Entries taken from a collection
━━━━━━━━
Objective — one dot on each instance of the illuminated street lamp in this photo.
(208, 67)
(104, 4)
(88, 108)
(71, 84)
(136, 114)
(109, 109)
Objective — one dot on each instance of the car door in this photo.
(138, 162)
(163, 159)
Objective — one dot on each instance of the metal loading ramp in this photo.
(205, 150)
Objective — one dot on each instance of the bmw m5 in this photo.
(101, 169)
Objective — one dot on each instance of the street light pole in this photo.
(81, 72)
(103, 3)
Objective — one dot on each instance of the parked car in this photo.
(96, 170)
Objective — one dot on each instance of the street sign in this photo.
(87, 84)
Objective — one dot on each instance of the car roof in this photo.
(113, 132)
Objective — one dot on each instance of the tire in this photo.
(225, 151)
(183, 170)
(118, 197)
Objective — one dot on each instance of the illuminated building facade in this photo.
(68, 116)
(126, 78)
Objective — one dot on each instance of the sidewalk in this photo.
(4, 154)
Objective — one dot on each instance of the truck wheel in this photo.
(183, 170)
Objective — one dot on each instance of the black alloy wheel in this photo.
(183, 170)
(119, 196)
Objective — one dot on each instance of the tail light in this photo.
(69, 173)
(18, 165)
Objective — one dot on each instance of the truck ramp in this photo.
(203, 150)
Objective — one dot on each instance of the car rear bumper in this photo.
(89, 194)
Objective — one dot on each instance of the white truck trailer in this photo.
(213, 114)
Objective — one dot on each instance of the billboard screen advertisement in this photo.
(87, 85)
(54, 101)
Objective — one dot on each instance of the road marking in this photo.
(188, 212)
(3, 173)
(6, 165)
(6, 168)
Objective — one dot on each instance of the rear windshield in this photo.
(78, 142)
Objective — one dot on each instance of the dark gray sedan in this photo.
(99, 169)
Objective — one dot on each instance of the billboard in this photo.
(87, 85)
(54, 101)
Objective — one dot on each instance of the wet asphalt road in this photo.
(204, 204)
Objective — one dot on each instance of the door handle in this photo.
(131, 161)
━━━━━━━━
Up to and including the last line above, starting with the line that contains "Objective — one dot on each instance of the dark", return each line exactly and nothing else.

Objective — one dot on each instance of the dark gray sedan in this photo.
(99, 169)
Objective — one dot on each instance of the billboard in this photo.
(87, 85)
(54, 101)
Objective — one dot on each instance of the wet asphalt road in this photo.
(204, 204)
Objective — one dot on each instance of the door handle in this photo.
(131, 161)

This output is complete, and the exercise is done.